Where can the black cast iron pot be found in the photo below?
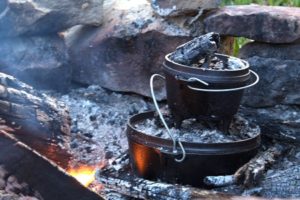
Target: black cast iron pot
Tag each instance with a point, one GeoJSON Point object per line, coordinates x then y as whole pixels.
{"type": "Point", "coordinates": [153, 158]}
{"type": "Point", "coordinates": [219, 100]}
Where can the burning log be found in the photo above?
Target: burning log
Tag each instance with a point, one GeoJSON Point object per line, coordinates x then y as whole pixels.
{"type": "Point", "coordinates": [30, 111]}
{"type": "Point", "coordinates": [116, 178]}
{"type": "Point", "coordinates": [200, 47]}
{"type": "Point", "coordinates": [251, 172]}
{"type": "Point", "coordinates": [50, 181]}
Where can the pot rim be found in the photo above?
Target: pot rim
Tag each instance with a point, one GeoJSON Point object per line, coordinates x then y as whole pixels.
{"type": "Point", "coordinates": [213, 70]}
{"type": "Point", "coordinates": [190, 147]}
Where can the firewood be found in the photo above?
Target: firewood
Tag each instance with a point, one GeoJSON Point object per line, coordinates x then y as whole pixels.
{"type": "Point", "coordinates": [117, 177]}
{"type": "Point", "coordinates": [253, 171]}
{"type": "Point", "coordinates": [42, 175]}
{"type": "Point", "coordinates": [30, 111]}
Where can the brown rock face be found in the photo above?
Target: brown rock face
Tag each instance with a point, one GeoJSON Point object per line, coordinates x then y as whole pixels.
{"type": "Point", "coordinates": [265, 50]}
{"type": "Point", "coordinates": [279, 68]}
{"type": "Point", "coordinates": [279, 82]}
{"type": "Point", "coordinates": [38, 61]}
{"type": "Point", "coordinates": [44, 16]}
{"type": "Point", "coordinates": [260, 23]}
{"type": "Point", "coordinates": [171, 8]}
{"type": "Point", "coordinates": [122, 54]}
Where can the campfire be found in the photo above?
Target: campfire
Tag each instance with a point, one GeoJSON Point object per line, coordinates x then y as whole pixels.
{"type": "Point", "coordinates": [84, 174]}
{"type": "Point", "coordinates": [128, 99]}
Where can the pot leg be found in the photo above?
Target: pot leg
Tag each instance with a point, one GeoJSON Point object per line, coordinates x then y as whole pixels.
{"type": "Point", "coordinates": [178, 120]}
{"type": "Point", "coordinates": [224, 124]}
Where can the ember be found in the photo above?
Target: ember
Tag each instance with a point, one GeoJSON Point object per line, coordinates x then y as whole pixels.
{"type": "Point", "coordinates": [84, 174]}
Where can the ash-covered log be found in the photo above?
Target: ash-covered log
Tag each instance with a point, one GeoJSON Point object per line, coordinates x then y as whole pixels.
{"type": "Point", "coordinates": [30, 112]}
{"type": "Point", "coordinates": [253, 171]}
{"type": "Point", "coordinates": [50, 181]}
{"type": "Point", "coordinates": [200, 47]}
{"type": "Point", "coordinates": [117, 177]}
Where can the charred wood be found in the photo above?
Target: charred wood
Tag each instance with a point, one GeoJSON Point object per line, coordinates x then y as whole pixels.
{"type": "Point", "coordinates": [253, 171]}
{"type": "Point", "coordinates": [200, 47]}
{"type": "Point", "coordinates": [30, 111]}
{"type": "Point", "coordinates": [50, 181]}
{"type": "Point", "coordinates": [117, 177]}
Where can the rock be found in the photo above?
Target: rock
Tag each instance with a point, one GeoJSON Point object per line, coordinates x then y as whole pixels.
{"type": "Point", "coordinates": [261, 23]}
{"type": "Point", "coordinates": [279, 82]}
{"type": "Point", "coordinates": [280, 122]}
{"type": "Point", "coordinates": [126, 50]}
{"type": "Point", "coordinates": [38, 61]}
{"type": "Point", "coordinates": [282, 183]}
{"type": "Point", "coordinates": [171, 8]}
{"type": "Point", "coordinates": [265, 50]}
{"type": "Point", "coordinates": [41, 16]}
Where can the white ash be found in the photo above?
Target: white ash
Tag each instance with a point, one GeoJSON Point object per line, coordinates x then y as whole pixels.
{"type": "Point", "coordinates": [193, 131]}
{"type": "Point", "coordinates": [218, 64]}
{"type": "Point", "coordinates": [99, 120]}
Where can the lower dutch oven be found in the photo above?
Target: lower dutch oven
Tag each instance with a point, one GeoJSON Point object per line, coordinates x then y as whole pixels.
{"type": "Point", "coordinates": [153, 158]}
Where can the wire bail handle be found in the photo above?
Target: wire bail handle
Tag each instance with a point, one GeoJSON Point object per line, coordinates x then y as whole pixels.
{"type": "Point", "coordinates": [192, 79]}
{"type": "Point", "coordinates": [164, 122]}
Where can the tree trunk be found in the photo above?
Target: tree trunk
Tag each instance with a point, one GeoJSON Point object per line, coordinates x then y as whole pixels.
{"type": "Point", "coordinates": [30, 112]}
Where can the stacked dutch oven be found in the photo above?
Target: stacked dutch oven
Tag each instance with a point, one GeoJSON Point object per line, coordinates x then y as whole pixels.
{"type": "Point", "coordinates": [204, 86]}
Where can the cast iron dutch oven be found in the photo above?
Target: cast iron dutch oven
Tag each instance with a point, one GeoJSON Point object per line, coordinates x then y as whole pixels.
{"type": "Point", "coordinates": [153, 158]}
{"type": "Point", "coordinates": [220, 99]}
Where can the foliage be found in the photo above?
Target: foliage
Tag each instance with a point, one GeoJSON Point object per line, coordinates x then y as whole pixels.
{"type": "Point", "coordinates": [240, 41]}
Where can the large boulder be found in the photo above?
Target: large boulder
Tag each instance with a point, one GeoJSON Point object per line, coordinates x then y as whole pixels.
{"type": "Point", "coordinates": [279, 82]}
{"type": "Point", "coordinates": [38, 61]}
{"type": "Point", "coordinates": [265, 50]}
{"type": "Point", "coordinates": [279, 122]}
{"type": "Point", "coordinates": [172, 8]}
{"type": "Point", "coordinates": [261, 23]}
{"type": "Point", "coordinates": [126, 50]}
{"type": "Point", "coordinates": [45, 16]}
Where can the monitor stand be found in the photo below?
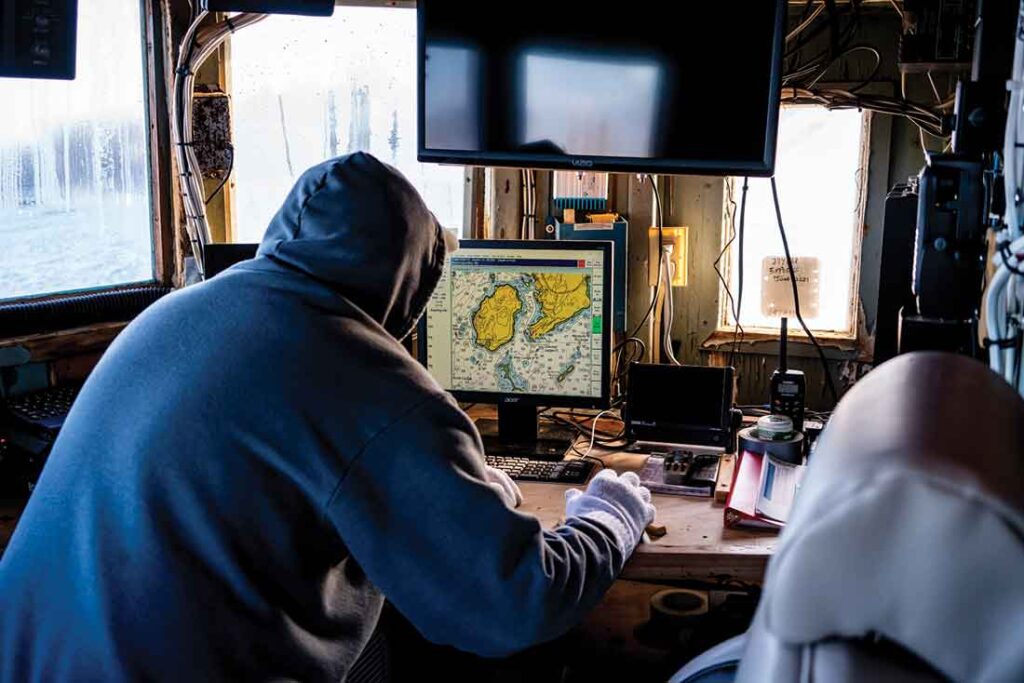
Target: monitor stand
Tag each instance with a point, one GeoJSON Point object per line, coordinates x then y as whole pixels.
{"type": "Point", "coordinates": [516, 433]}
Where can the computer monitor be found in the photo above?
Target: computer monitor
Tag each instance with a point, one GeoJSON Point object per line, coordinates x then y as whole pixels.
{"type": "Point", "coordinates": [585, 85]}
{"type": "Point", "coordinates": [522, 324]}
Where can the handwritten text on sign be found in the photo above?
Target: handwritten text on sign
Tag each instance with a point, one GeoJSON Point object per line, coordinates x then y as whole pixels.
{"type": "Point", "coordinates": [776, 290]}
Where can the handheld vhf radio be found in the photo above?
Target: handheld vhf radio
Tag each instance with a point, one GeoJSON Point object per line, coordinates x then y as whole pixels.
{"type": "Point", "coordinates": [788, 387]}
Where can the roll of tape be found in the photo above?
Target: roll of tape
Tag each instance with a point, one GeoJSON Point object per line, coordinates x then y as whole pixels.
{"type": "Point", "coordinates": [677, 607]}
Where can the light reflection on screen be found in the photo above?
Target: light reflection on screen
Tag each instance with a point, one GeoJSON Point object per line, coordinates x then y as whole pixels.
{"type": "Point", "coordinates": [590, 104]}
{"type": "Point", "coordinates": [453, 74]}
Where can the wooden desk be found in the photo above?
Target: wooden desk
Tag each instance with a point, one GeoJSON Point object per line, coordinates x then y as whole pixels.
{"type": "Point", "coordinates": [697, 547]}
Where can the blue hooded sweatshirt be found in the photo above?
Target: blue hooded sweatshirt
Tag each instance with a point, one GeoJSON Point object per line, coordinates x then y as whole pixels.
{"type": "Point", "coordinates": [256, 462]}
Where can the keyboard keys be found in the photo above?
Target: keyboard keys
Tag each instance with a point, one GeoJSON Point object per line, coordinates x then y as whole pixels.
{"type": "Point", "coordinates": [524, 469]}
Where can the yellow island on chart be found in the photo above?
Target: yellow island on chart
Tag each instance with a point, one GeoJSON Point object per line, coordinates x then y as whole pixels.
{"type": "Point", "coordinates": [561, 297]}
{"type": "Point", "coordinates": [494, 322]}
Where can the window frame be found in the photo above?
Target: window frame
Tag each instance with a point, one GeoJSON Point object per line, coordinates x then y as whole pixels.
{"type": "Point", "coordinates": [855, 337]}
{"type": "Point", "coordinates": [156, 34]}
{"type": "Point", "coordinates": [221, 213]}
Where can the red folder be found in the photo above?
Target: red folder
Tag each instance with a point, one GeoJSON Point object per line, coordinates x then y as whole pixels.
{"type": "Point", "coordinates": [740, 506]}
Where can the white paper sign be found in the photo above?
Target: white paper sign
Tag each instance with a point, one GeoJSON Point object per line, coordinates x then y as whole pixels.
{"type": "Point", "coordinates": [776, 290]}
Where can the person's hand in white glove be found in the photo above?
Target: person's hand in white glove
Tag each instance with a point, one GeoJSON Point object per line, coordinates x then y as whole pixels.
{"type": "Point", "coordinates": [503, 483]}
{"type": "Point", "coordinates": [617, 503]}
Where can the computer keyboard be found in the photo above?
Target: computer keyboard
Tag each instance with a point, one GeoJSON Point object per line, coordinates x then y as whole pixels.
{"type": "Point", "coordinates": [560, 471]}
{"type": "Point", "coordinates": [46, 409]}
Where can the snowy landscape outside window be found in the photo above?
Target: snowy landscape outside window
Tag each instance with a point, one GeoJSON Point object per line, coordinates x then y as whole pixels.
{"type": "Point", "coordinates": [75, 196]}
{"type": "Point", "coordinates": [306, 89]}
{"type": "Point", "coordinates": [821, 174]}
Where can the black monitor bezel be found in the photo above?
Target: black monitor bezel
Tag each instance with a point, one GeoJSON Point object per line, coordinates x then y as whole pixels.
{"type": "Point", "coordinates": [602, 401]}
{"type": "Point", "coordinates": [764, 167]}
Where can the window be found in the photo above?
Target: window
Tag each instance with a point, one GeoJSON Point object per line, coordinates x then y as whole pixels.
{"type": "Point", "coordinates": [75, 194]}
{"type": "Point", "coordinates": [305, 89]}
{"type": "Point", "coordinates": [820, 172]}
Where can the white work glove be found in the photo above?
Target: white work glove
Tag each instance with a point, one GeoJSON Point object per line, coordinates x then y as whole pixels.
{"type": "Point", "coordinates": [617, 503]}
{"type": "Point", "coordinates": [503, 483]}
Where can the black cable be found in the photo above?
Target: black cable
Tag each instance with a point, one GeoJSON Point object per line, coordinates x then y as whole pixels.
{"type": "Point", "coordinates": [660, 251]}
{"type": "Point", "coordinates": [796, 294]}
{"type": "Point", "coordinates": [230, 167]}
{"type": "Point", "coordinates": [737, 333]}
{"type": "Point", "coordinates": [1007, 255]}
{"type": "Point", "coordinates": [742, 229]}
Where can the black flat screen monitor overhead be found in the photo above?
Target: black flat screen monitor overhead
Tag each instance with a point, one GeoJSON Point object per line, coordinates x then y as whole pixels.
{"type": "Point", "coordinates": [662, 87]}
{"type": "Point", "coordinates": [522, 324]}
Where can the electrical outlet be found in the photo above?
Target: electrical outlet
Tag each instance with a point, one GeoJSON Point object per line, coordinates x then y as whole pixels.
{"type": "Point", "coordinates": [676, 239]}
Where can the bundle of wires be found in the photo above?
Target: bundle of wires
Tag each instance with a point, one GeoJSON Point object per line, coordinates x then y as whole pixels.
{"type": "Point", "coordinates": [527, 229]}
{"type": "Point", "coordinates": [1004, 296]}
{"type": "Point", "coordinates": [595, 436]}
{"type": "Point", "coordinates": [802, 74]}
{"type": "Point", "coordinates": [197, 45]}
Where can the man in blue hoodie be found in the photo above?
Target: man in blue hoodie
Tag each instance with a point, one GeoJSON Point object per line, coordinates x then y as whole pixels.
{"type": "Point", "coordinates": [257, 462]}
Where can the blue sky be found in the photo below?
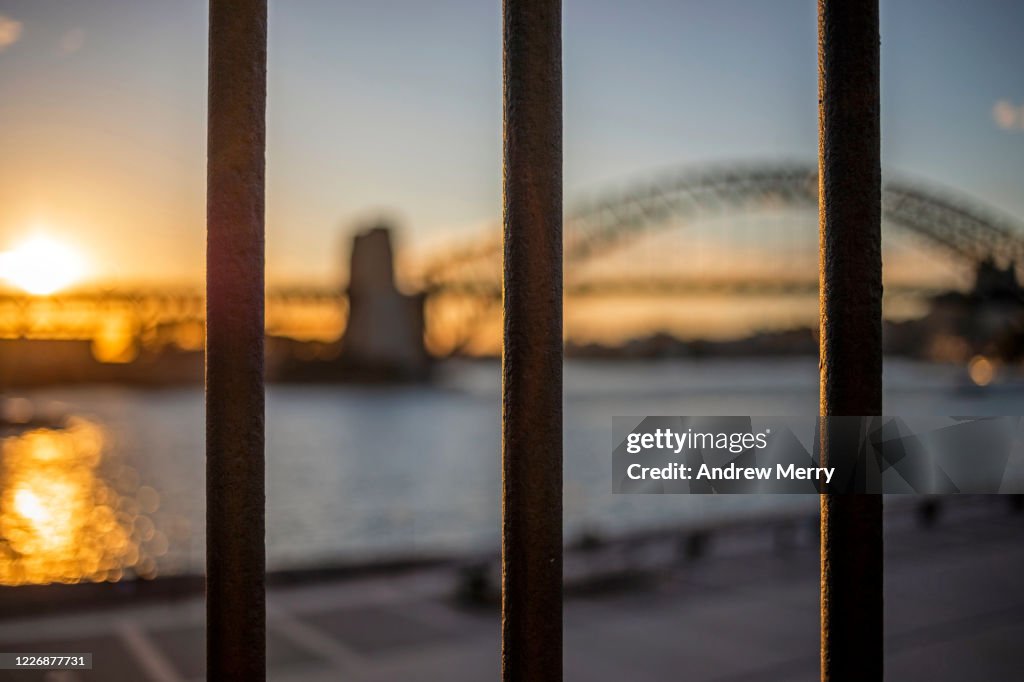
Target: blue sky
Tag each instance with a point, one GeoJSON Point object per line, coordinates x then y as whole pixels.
____
Aim of the exercise:
Each line from the one that contains "Where can the bundle" to the end of the listing must be quoted exactly; no other line and no picture belongs in the copy.

The completed task:
Where can the bundle of wires be found in the photo above?
Target: bundle of wires
Tag each instance with a point, one GeoJSON Point object per line, coordinates x then y as whole pixels.
{"type": "Point", "coordinates": [527, 229]}
{"type": "Point", "coordinates": [1004, 296]}
{"type": "Point", "coordinates": [595, 436]}
{"type": "Point", "coordinates": [802, 74]}
{"type": "Point", "coordinates": [197, 45]}
Where can the man in blue hoodie be found in the photo above?
Target: man in blue hoodie
Tag each instance with a point, one GeoJSON Point object per line, coordinates x then y as whole pixels.
{"type": "Point", "coordinates": [257, 462]}
Where can the blue sky be found in the photo below?
Target: blue sky
Tag each instance with a point, one GeoJSON Point object per line, coordinates x then y as whole pixels.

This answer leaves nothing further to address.